**Source**
--- Begin ---

Sri Vira Parakrama Narendra Singha (Sinhala:ශ්‍රී වීර පරාක්‍රම නරේන්ද්‍රසිංහ; 1707–1739 AD) was the last Sinhalese King of Sri Lanka of the Kingdom of Kandy. He was also known as the "Prince of Kundasale".

Childhood

Narendra Singha was the successor of his father Vimaladharmasurya II. His mother was a Royal Concubine called Muthukude Devi, who was from a local noble family. According to historical sources his father's other wives became jealous of him. So they conspired to kill him and his mother while they sailed across the Mahawali river at Lewella ferry by drawing. But a young man was going nearby saved both of them.

After this incident King Vimaladharmasuriya II kept his beloved son at Kundasale Palace for safety. Because of this he was called as Prince Kundasale.

Prince Kundasale was a playful boy in his young ages.

Ascension to the throne

Prince Kundasale was adopted by his father's Queen Consort to offer him the legal inheritance for the throne. When he was enthroned few members of the Royal Court disagreed and they tried to give the throne to Prince Pattiya Bandara. As the result during his reign, the chiefs and nobles strengthened their authority. Once a conspiracy was planned by the Second Adigar Yalegoda and his follower chiefs of the court against the king and one of the old friends of the king, called Pedro Dascon alias Pirre de Gascogne, pioneered in protecting the king. In return, the king appointed him as the Second Adigar in 1709.

Region

Vira Parakrama Narendra Singha was believed to be a considerably pious monarch, and like his predecessor, he lived at peace with the Dutch invaders and devoted himself to the furtherance of literature and religion.

--- End ---

**Record extracts**
--- Begin ---

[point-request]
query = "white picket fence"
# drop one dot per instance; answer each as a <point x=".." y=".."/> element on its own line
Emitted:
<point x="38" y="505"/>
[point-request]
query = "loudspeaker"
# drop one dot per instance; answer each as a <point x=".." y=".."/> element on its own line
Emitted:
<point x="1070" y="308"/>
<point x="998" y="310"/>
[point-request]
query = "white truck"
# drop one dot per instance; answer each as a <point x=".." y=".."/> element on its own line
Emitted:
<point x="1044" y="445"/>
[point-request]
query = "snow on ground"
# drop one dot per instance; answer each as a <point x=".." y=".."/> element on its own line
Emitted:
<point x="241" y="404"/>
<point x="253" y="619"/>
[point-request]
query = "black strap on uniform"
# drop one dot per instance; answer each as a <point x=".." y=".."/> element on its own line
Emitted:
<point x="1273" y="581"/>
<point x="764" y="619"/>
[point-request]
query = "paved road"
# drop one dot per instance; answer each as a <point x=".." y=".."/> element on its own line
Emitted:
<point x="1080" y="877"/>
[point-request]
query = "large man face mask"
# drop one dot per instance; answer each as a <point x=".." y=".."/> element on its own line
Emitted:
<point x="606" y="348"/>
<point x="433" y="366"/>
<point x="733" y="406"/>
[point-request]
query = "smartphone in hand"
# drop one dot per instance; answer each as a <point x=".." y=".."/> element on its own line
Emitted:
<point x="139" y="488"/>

--- End ---

**Exercise set**
a – Quote the passage on Narendra Singha word for word, starting with "Prince Kundasale was adopted" and going on through "literature and religion.".
b – According to the passage on Narendra Singha, why was he called Prince Kundasale? Answer in one to three sentences.
The records are separate material, unrelated to the passage on Narendra Singha.

**Per-task outputs**
a –
Prince Kundasale was adopted by his father's Queen Consort to offer him the legal inheritance for the throne. When he was enthroned few members of the Royal Court disagreed and they tried to give the throne to Prince Pattiya Bandara. As the result during his reign, the chiefs and nobles strengthened their authority. Once a conspiracy was planned by the Second Adigar Yalegoda and his follower chiefs of the court against the king and one of the old friends of the king, called Pedro Dascon alias Pirre de Gascogne, pioneered in protecting the king. In return, the king appointed him as the Second Adigar in 1709.

Region

Vira Parakrama Narendra Singha was believed to be a considerably pious monarch, and like his predecessor, he lived at peace with the Dutch invaders and devoted himself to the furtherance of literature and religion.

b – His father, King Vimaladharmasuriya II, kept him at Kundasale Palace for safety, so he came to be called Prince Kundasale. This came after his father's other wives plotted to kill him and his mother as they crossed the Mahawali river at Lewella ferry.